> **What you need to do**
Going line by line through the entries below, note each one with "blue", then report how many there are and nothing else.

> **The input**
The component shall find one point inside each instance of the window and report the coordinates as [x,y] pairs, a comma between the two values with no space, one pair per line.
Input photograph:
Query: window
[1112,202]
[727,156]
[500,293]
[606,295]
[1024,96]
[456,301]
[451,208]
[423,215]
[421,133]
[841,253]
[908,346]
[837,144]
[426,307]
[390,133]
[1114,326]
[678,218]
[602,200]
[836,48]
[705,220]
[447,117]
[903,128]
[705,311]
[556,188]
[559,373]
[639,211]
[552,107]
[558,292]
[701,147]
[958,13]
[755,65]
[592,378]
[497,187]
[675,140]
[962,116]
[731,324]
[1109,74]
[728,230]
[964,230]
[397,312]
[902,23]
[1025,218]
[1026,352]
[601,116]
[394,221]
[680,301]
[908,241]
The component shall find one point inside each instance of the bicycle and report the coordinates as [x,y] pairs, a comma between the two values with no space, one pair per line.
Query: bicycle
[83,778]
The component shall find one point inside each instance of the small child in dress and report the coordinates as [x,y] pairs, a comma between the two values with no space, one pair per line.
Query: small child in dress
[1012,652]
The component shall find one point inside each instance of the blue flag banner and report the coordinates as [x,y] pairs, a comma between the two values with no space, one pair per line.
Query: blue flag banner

> **Final answer**
2